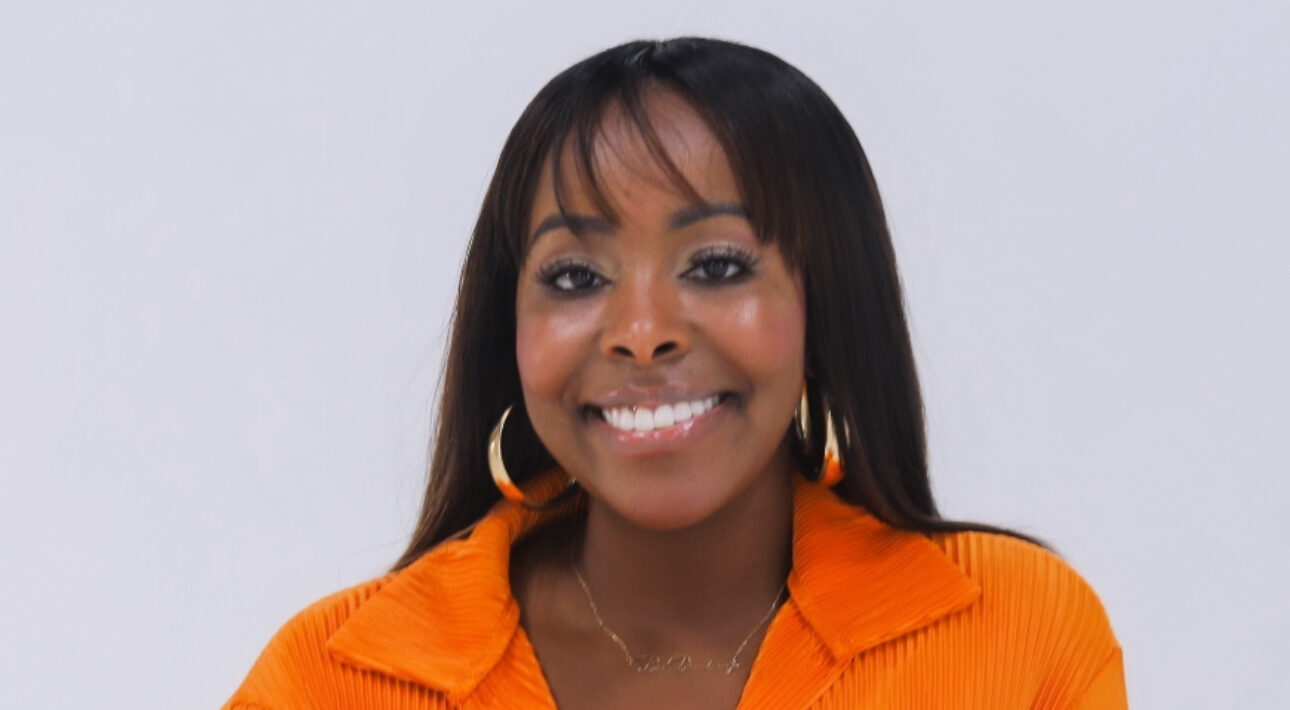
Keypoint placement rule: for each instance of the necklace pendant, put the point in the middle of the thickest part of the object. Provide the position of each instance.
(680, 664)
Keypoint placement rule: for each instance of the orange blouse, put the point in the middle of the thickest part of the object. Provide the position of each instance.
(876, 618)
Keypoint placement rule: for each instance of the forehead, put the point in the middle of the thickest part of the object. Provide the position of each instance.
(628, 162)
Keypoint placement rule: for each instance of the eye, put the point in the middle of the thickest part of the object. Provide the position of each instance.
(570, 276)
(720, 263)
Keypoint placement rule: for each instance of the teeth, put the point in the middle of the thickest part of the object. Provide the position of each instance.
(631, 418)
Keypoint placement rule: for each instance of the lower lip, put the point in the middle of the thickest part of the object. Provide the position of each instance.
(661, 440)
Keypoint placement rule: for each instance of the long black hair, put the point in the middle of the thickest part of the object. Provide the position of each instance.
(808, 189)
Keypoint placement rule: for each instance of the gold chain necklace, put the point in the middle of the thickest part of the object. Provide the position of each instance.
(680, 662)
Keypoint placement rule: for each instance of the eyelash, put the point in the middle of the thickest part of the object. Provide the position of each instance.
(564, 270)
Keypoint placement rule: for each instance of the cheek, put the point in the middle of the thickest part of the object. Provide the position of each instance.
(766, 336)
(548, 350)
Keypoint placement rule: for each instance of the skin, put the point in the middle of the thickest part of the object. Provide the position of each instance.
(686, 537)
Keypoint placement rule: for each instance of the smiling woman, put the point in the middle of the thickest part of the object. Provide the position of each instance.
(680, 349)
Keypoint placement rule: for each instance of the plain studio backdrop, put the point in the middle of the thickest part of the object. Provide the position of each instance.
(231, 236)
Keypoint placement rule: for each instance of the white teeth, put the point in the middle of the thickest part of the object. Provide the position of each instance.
(663, 416)
(628, 418)
(683, 411)
(644, 420)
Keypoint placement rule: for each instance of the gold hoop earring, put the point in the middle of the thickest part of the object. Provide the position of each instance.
(831, 467)
(502, 479)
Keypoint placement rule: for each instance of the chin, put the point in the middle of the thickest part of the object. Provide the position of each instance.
(667, 505)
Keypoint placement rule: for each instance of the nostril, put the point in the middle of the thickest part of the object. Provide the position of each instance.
(664, 349)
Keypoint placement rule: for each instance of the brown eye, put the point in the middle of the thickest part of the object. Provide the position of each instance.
(720, 265)
(570, 278)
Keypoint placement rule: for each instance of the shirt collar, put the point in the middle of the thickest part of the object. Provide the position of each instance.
(446, 620)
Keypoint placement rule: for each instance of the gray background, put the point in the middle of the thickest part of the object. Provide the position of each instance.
(231, 234)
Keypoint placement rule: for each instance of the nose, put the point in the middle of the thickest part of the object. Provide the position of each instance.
(644, 324)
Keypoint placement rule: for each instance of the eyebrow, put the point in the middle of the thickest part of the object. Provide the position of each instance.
(679, 220)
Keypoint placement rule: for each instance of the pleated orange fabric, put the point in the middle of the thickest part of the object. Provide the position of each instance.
(876, 618)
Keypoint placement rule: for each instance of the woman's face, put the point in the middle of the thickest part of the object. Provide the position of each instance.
(661, 356)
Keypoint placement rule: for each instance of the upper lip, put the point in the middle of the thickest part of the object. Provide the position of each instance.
(652, 396)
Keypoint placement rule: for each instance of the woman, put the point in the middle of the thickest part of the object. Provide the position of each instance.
(681, 353)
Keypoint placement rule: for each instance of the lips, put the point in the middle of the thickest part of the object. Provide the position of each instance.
(652, 418)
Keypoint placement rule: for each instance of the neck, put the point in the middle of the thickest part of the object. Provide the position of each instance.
(714, 578)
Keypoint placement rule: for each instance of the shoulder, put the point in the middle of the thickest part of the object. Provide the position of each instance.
(1021, 575)
(296, 660)
(1036, 607)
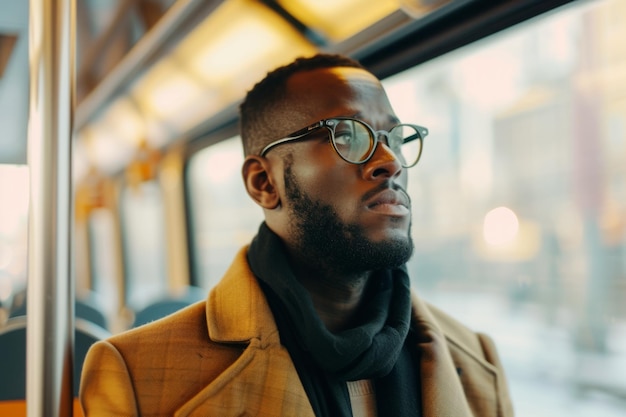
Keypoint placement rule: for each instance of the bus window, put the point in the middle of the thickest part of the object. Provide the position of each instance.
(519, 201)
(143, 225)
(223, 217)
(104, 245)
(13, 234)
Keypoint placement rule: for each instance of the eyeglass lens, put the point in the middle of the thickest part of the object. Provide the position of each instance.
(354, 142)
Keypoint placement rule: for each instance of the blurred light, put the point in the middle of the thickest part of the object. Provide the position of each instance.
(6, 289)
(166, 90)
(238, 44)
(222, 165)
(14, 196)
(6, 255)
(105, 150)
(339, 19)
(500, 226)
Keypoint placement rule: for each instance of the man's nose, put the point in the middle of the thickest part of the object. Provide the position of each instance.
(383, 162)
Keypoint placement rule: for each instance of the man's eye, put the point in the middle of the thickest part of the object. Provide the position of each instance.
(344, 138)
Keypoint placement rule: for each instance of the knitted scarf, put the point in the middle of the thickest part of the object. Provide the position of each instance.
(375, 349)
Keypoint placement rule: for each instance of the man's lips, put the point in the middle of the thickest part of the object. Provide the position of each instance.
(389, 201)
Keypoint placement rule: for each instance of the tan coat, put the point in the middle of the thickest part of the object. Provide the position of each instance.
(223, 357)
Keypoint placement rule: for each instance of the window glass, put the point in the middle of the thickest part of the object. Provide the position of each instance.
(103, 258)
(143, 224)
(13, 234)
(223, 217)
(519, 201)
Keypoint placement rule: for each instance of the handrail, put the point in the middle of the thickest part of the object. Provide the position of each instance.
(50, 285)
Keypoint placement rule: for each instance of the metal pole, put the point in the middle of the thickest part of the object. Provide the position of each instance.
(50, 284)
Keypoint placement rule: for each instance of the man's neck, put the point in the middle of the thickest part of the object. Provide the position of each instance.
(336, 298)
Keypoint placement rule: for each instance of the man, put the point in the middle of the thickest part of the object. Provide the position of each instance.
(315, 316)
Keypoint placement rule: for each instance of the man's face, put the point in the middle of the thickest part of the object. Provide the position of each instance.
(352, 218)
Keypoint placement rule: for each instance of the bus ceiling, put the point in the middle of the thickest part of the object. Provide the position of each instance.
(153, 72)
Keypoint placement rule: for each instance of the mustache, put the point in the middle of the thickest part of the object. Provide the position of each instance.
(385, 185)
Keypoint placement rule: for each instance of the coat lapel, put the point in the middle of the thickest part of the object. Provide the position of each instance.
(442, 392)
(457, 379)
(263, 380)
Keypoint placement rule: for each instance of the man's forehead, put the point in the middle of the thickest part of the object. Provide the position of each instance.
(333, 75)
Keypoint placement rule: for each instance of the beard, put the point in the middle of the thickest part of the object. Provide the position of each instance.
(333, 245)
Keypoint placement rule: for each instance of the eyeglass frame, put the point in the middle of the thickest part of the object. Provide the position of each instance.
(329, 123)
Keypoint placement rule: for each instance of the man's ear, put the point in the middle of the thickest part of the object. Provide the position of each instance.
(259, 183)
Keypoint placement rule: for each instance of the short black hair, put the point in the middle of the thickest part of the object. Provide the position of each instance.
(265, 97)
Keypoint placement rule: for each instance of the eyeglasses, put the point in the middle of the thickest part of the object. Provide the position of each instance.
(355, 141)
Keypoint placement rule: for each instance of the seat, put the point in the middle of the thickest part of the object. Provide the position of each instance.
(168, 305)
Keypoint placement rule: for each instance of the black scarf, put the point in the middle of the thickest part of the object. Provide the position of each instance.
(375, 349)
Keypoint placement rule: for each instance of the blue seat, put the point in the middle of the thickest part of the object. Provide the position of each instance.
(13, 355)
(168, 305)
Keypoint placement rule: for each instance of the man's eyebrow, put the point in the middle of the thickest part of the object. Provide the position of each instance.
(391, 119)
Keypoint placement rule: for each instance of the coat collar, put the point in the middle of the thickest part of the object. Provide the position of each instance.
(237, 312)
(236, 308)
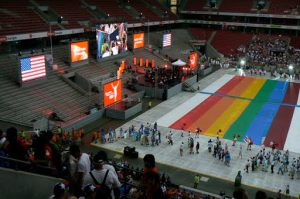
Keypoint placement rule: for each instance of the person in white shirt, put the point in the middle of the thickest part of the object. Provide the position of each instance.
(80, 165)
(112, 182)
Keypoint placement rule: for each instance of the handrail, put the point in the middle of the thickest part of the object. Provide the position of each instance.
(199, 191)
(26, 163)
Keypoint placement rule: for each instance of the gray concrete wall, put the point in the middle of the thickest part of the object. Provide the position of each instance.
(150, 91)
(174, 90)
(79, 63)
(191, 80)
(82, 82)
(206, 71)
(133, 110)
(212, 52)
(19, 184)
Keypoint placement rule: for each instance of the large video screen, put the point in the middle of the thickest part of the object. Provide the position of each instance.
(111, 39)
(112, 92)
(167, 40)
(138, 40)
(193, 59)
(32, 68)
(79, 51)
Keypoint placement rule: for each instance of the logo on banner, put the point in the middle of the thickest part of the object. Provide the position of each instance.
(79, 51)
(112, 92)
(193, 60)
(138, 40)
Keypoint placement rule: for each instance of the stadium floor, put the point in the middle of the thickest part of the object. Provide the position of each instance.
(170, 111)
(254, 108)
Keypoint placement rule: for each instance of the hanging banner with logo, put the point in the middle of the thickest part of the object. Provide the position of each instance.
(193, 60)
(112, 92)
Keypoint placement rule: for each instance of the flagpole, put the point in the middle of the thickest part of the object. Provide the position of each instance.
(50, 29)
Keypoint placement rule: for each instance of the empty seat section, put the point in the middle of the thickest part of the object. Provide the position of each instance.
(201, 33)
(16, 17)
(227, 42)
(112, 8)
(195, 5)
(72, 11)
(236, 6)
(280, 7)
(141, 8)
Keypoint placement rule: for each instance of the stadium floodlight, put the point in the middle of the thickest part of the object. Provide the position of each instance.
(243, 62)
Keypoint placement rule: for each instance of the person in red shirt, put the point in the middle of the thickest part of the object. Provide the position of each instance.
(149, 163)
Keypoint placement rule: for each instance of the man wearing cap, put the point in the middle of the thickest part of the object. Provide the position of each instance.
(97, 176)
(60, 191)
(89, 192)
(105, 163)
(80, 165)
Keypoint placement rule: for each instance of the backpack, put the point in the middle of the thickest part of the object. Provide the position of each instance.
(102, 189)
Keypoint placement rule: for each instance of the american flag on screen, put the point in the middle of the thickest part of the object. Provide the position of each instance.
(167, 39)
(33, 67)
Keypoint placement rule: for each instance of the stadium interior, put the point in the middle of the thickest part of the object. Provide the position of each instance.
(72, 69)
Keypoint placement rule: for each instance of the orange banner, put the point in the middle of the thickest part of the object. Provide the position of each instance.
(193, 60)
(147, 63)
(112, 92)
(138, 40)
(141, 62)
(79, 51)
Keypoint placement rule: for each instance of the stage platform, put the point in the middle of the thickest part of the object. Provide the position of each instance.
(175, 108)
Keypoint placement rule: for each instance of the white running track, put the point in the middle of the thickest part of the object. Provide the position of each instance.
(292, 142)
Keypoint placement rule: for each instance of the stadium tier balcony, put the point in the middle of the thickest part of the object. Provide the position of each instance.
(236, 6)
(72, 11)
(112, 8)
(283, 7)
(157, 5)
(226, 42)
(16, 17)
(195, 5)
(147, 13)
(201, 33)
(295, 42)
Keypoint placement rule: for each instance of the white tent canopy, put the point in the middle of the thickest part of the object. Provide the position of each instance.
(179, 62)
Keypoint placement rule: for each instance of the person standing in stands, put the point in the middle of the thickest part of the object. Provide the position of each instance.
(238, 180)
(106, 165)
(60, 191)
(97, 176)
(197, 147)
(149, 163)
(89, 192)
(12, 146)
(152, 186)
(181, 149)
(2, 138)
(196, 180)
(241, 152)
(80, 165)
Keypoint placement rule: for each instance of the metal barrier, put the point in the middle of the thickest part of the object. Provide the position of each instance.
(28, 166)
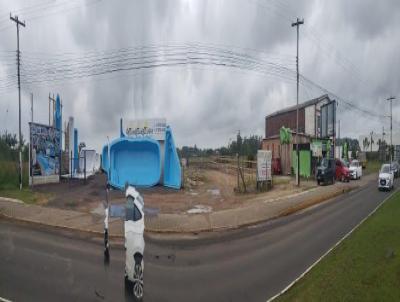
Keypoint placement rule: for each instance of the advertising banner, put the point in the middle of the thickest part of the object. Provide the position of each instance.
(154, 128)
(46, 150)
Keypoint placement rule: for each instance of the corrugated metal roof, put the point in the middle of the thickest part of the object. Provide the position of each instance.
(301, 105)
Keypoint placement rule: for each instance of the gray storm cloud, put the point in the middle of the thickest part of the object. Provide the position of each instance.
(344, 47)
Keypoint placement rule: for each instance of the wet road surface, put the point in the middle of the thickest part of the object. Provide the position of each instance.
(251, 264)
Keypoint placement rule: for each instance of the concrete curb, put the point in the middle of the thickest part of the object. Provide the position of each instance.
(210, 222)
(330, 250)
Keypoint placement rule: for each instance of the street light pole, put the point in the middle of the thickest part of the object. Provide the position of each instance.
(297, 24)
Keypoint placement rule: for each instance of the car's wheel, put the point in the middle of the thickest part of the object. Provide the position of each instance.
(138, 288)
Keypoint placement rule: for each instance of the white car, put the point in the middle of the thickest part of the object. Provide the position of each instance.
(386, 178)
(355, 169)
(134, 242)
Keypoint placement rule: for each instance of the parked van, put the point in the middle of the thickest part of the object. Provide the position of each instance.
(326, 171)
________
*To do*:
Would you reproduce, word for word, the lines from the one holding "Keypoint placement rule: for each instance of the street" through the final line of the entries, both included?

*Response box*:
Keypoint placement rule: for each instance of the street light pole, put the point in the middle of the thickest part of the object. Provide the position of each instance.
(297, 24)
Keypoint placement rule: for each instance of the car's wheel, put the point in the middle of the thickest part of the object. Provide the position of each instance.
(138, 288)
Keypoint placement rule: for each instance of the white car, put the point in the middle of the thickest part of the object. Provide the position of each instance.
(386, 178)
(355, 169)
(134, 242)
Keypoint placement rule: for each instance of the parked van, put the point in the middle of the thickest part of the object. Provide the position of each instance.
(326, 171)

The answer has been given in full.